TEXT SHOWN:
---*---
8/21/13

Catwalks

     This story is the best way I can convey the experiences, inner and outer, of this summer. They didn't literally happen this summer, but kind of...   A little more explanation is at the end.


CATWALKS

      The canoes first appeared as dots, emerging from behind the slim silhouette of an island across Devil’s Bay. At first I wasn’t sure. No one else had seen them yet. Children were jumping off the diving tower; parents were milling on the shore. All around me, there was a thread of adrenaline rippling through the waiting families. But when I shifted my stare just a little, I could see them in my peripheral vision: five canoes on the silver water.
      Of course, from where I was standing on the camp’s dock I couldn’t tell they were wood. But like my daughter, I too had traveled this raw landscape in these timeless boats at the rhythmic pace of a paddle stroke. I had portaged loads over the ancient pathways between lakes. I knew her anticipation of this moment, this victorious return.
      Her canoe trip was coming in after nearly forty days. These girls -- no longer girls but hard-tested young women -- had traveled far to the North. Some of them would be changed physically, from soft to muscular, round to lean, thin to strong. All of them would be changed emotionally. The exuberant whooping they would sing as they closed in on us would be a song of triumph – a band of women bound together through trial, mishap, deep beauty, and intimacy. The moment of return, to “civilization” we had called it, was both glory and despair: we had done it! -- it was over.
       Instinctively my heart tightened. Though I stood on the dock among the families as just another mother, in truth I was out there, on the water, under way.
       ~           ~           ~           ~           ~         ~          ~
      “Air raid!” shouted Heather in the front canoe. In my boat, the two campers and I threw down our paddles, kicked off our boots and jumped over the gunwales into the cool depths of Florence Lake. As my body left the glittering sunlight and sank through the blue, I opened my mouth, drinking in the clean water. This was no boggy “piss pond” between portages. This was a big, deep, clear, rock-lined lake that captured the blue sky in fluid play. I burst through the surface and laughed out loud as the others leaped from their canoes around me. Air raids were the champagne of a canoe tripping day: a mischievous, chaotic, giddy reward. And we had earned it.
      In this glacially carved land, travel is easiest on water. Crossing between lakes is hard. I had lumbered across many miles of portages over the summers as a camper, bearing a canvas Duluth pack with leather shoulder straps and a broad tump band across my sweaty forehead.
---*---
LISTED RECORDS:
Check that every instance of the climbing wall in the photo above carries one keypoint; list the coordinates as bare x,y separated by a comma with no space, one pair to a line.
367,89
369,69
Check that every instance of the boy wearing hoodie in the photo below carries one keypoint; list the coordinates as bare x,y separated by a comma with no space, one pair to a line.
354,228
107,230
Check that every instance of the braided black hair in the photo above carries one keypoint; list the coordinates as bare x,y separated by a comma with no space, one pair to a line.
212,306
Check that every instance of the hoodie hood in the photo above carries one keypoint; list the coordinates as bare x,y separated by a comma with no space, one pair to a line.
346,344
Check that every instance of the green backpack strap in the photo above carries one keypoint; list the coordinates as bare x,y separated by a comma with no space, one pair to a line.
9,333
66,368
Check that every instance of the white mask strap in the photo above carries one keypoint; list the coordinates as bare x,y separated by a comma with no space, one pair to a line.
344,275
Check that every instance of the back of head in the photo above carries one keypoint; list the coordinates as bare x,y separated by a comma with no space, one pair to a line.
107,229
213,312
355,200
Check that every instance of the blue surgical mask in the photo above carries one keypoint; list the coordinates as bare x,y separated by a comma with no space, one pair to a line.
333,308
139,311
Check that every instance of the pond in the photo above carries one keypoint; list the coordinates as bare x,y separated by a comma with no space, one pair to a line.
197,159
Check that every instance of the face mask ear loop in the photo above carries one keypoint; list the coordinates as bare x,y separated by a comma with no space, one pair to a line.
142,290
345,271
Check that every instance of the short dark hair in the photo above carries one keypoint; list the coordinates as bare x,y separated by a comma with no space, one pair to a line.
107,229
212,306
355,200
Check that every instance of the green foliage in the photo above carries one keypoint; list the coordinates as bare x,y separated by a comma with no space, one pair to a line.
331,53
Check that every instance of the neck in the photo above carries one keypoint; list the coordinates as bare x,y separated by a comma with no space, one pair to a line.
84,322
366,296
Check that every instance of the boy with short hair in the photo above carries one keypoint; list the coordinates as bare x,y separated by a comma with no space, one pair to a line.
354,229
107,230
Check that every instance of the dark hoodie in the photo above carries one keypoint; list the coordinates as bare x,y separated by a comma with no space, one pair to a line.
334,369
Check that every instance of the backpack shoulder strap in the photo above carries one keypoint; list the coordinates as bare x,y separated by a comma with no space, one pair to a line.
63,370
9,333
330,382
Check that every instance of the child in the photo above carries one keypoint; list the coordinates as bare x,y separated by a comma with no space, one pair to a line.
---*---
WORK TO COMPLETE:
A – Answer these questions about the Catwalks story, one per line:
(i) How many canoes does the narrator see on the silver water?
(ii) How long was the daughter's canoe trip?
(iii) Into which lake do the narrator and the two campers jump during the air raid?
B – Rewrite the rows starting at the one that contains "Check that every instance of the face" and ending at the last row, replacing "keypoint" with "marker" and leaving everything else unchanged.
The rows are unrelated to the text.

EXERCISE ANSWERS:
A –
(i) Five.
(ii) Nearly forty days.
(iii) Florence Lake.

B –
Check that every instance of the face mask ear loop in the photo above carries one marker; list the coordinates as bare x,y separated by a comma with no space, one pair to a line.
142,290
345,271
Check that every instance of the short dark hair in the photo above carries one marker; list the coordinates as bare x,y separated by a comma with no space, one pair to a line.
107,229
212,306
355,200
Check that every instance of the green foliage in the photo above carries one marker; list the coordinates as bare x,y separated by a comma with no space, one pair to a line.
331,53
Check that every instance of the neck in the photo above carries one marker; list the coordinates as bare x,y separated by a comma with no space, one pair to a line.
84,322
366,296
Check that every instance of the boy with short hair in the photo above carries one marker; list the coordinates as bare x,y separated by a comma with no space, one pair to a line.
354,229
107,230
Check that every instance of the dark hoodie in the photo above carries one marker; list the coordinates as bare x,y separated by a comma with no space, one pair to a line.
334,369
Check that every instance of the backpack shoulder strap in the photo above carries one marker; list the coordinates as bare x,y separated by a comma with no space, one pair to a line.
63,370
9,333
330,382
Check that every instance of the child in the photo above carries one marker; list the coordinates as bare x,y separated by a comma with no space, one pair to a line.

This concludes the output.